▸ TASK BRIEF
Reproduce, character for character, everything in the records below from the line containing "</instance>" down to the end of the records, including both of those boundary lines. Give only these lines.

▸ GIVEN DATA

▽

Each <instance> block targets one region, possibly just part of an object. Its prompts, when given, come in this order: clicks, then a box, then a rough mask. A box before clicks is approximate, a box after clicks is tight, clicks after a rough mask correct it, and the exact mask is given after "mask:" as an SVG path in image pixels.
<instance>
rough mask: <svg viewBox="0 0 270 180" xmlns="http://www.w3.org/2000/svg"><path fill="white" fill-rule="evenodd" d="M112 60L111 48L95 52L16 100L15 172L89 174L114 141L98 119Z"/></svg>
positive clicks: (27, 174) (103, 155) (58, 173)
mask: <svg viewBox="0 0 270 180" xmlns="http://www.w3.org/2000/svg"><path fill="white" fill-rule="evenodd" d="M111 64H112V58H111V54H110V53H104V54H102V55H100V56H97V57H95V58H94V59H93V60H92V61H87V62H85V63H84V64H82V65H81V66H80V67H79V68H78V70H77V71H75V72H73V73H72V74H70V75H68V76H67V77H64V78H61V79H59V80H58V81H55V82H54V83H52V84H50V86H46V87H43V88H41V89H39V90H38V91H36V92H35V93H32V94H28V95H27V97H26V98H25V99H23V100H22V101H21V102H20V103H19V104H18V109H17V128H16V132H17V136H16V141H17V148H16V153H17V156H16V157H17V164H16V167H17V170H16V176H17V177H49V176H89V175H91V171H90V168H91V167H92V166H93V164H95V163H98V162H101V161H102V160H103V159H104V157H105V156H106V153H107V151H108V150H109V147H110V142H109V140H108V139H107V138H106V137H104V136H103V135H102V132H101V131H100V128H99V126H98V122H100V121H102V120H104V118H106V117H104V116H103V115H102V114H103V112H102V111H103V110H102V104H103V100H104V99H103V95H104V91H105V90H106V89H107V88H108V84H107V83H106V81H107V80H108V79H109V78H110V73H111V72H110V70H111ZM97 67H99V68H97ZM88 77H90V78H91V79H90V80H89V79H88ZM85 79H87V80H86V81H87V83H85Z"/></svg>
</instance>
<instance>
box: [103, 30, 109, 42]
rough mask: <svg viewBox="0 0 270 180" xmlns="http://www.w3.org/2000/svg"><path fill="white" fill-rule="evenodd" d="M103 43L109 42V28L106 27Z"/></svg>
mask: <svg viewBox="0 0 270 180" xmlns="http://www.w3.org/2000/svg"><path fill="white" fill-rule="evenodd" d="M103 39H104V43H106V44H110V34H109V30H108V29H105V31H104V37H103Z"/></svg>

△

▸ RESULT OF THE TASK
</instance>
<instance>
box: [103, 30, 109, 42]
rough mask: <svg viewBox="0 0 270 180" xmlns="http://www.w3.org/2000/svg"><path fill="white" fill-rule="evenodd" d="M103 43L109 42V28L106 27Z"/></svg>
mask: <svg viewBox="0 0 270 180" xmlns="http://www.w3.org/2000/svg"><path fill="white" fill-rule="evenodd" d="M103 39H104V43H106V44H110V34H109V30H108V29H105V31H104V37H103Z"/></svg>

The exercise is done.